■ What you are asked to do ■
According to the Father's Day sermon, with which of his children did God the Father say he was well pleased?
---- Text section
The Great Joy of Fatherhood

Fourth Sunday after Pentecost – Father’s Day, June 16, 2013

Rev. George Ferch

Hebrews 1:5

 

Fellow-Redeemed in Christ Jesus,

  Fathers, what was your initial reaction the very first time your wife told you that you were going to be a father? Or, the first time your child called you dad? Awe, excitement, maybe a little apprehension. Even if God has given us more than one child, I know for me those things did not change from the first to the last. Some of us have enjoyed the experience of feeling those things all over again with our grandchildren.

  It is no secret that our fathers were not perfect. It is no secret we are not perfect fathers. While  like Jesus says none of us would give our children a snake when they asked for a fish, or a rock if they asked for bread, there are times we might lose the sense of joy and awe in the privilege of taking care of God’s sons and daughters. On this national Father’s Day, we look to the Holy Scriptures to renew us in our fatherhood.

  God the Father models joyful fatherhood. He was well pleased with Jesus, his eternal Son. God the Father renews us in our fatherhood, and motherhood for that matter, through the forgiveness of all our sins by the holy blood of that Son. The writer to the Hebrews uses, and I use this word in its actual meaning, the awesome relationship between God the Father and God the Son to inspire us to The Great Joy of Fatherhood. God is Jesus’ father; God is our Father through Jesus.
--------
---- Records shown
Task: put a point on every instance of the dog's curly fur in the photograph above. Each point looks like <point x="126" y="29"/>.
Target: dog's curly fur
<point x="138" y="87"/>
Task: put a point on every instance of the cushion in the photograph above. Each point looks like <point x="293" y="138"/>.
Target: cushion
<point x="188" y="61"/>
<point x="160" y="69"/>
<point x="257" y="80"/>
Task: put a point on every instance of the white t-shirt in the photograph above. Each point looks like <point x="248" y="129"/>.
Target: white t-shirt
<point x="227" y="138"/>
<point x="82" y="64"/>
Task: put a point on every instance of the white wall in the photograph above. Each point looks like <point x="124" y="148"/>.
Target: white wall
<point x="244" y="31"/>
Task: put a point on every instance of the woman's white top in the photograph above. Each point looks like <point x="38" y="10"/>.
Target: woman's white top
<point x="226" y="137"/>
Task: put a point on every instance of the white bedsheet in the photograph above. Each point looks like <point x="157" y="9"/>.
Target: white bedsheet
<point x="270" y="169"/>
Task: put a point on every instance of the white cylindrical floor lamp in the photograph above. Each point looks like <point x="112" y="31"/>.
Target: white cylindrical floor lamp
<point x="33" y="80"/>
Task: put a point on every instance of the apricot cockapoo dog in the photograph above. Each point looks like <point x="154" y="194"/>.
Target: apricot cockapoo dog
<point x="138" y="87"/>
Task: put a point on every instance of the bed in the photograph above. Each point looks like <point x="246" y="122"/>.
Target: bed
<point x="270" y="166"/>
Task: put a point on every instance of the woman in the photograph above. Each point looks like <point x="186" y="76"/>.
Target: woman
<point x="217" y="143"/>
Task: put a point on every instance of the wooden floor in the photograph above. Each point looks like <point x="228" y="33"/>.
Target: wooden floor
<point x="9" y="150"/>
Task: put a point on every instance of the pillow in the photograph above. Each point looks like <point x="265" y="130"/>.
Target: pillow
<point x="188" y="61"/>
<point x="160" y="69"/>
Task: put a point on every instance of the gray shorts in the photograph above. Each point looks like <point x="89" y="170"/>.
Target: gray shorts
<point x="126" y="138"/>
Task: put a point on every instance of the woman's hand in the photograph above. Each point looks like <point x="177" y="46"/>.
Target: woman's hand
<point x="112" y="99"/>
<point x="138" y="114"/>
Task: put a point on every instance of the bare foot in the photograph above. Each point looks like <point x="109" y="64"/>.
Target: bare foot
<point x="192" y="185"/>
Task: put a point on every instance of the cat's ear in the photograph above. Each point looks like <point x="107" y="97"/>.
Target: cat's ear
--------
■ Exercise response ■
With Jesus, his eternal Son.